### WRITTEN PROBLEM
Collect every line below that contains the word "covered" and copy each one in full. Match the case exactly.
━━━━━ STORED DATA ━━━━━
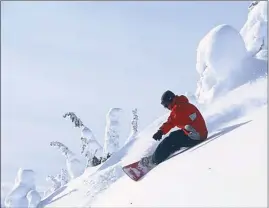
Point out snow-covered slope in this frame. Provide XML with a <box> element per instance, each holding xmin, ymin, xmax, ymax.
<box><xmin>40</xmin><ymin>75</ymin><xmax>267</xmax><ymax>207</ymax></box>
<box><xmin>92</xmin><ymin>107</ymin><xmax>267</xmax><ymax>207</ymax></box>
<box><xmin>38</xmin><ymin>2</ymin><xmax>267</xmax><ymax>207</ymax></box>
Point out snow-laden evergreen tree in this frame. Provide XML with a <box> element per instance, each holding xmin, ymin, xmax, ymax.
<box><xmin>46</xmin><ymin>175</ymin><xmax>61</xmax><ymax>193</ymax></box>
<box><xmin>5</xmin><ymin>168</ymin><xmax>41</xmax><ymax>208</ymax></box>
<box><xmin>60</xmin><ymin>168</ymin><xmax>69</xmax><ymax>187</ymax></box>
<box><xmin>81</xmin><ymin>126</ymin><xmax>103</xmax><ymax>168</ymax></box>
<box><xmin>63</xmin><ymin>112</ymin><xmax>84</xmax><ymax>128</ymax></box>
<box><xmin>50</xmin><ymin>141</ymin><xmax>85</xmax><ymax>179</ymax></box>
<box><xmin>125</xmin><ymin>108</ymin><xmax>138</xmax><ymax>144</ymax></box>
<box><xmin>103</xmin><ymin>108</ymin><xmax>122</xmax><ymax>158</ymax></box>
<box><xmin>26</xmin><ymin>190</ymin><xmax>41</xmax><ymax>208</ymax></box>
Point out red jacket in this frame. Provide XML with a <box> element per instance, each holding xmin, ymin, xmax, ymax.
<box><xmin>160</xmin><ymin>95</ymin><xmax>208</xmax><ymax>140</ymax></box>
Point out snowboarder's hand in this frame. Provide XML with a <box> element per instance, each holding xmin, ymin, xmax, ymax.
<box><xmin>152</xmin><ymin>130</ymin><xmax>163</xmax><ymax>141</ymax></box>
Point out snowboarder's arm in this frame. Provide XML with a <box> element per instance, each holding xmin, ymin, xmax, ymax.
<box><xmin>160</xmin><ymin>115</ymin><xmax>175</xmax><ymax>134</ymax></box>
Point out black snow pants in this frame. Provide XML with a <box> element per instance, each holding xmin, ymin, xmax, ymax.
<box><xmin>152</xmin><ymin>130</ymin><xmax>202</xmax><ymax>164</ymax></box>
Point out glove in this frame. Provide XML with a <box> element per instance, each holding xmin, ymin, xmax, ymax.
<box><xmin>152</xmin><ymin>130</ymin><xmax>163</xmax><ymax>141</ymax></box>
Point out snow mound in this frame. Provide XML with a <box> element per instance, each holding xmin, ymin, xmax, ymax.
<box><xmin>196</xmin><ymin>25</ymin><xmax>247</xmax><ymax>102</ymax></box>
<box><xmin>240</xmin><ymin>1</ymin><xmax>268</xmax><ymax>59</ymax></box>
<box><xmin>195</xmin><ymin>11</ymin><xmax>267</xmax><ymax>103</ymax></box>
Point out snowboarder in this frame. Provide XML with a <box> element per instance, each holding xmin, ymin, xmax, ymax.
<box><xmin>146</xmin><ymin>90</ymin><xmax>208</xmax><ymax>166</ymax></box>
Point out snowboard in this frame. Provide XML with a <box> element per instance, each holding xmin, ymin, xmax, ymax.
<box><xmin>122</xmin><ymin>148</ymin><xmax>190</xmax><ymax>181</ymax></box>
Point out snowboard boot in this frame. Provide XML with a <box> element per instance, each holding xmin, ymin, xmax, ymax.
<box><xmin>185</xmin><ymin>125</ymin><xmax>201</xmax><ymax>140</ymax></box>
<box><xmin>140</xmin><ymin>155</ymin><xmax>156</xmax><ymax>169</ymax></box>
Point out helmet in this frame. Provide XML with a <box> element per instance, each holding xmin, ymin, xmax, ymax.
<box><xmin>161</xmin><ymin>90</ymin><xmax>176</xmax><ymax>108</ymax></box>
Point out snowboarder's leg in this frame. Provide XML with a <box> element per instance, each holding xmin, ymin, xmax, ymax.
<box><xmin>152</xmin><ymin>130</ymin><xmax>201</xmax><ymax>164</ymax></box>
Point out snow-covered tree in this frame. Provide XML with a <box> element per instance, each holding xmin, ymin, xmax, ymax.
<box><xmin>81</xmin><ymin>126</ymin><xmax>103</xmax><ymax>168</ymax></box>
<box><xmin>125</xmin><ymin>108</ymin><xmax>138</xmax><ymax>144</ymax></box>
<box><xmin>103</xmin><ymin>108</ymin><xmax>122</xmax><ymax>158</ymax></box>
<box><xmin>85</xmin><ymin>151</ymin><xmax>102</xmax><ymax>168</ymax></box>
<box><xmin>60</xmin><ymin>168</ymin><xmax>69</xmax><ymax>186</ymax></box>
<box><xmin>248</xmin><ymin>1</ymin><xmax>259</xmax><ymax>11</ymax></box>
<box><xmin>63</xmin><ymin>112</ymin><xmax>84</xmax><ymax>128</ymax></box>
<box><xmin>26</xmin><ymin>190</ymin><xmax>41</xmax><ymax>208</ymax></box>
<box><xmin>5</xmin><ymin>168</ymin><xmax>41</xmax><ymax>208</ymax></box>
<box><xmin>46</xmin><ymin>175</ymin><xmax>61</xmax><ymax>193</ymax></box>
<box><xmin>50</xmin><ymin>141</ymin><xmax>85</xmax><ymax>179</ymax></box>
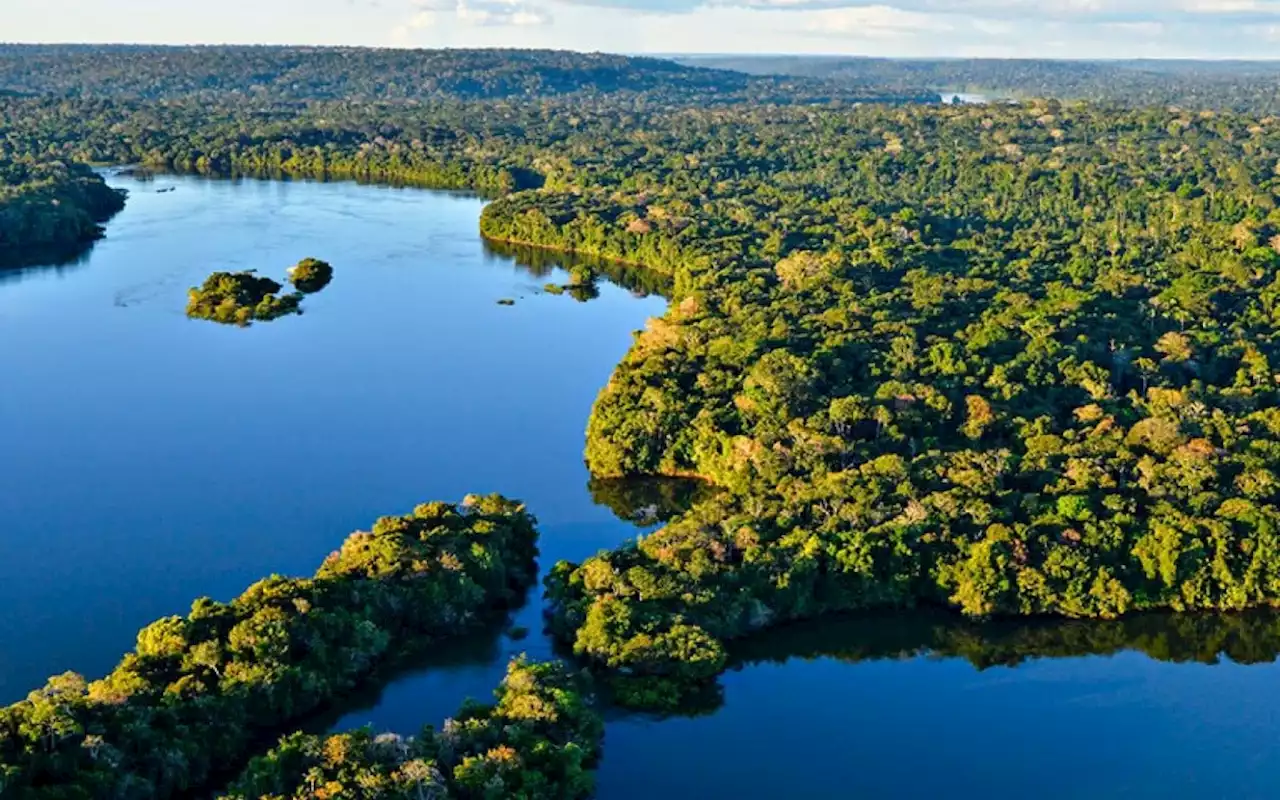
━━━━━
### ANSWER TO THE EXERCISE
Point out snow-covered slope in this frame. Provide XML with a <box> element per instance, each holding xmin, ymin, xmax, ymax.
Point out snow-covered tree in this frame. Provide XML with a <box> element per instance, each holding xmin, ymin, xmax, ymax.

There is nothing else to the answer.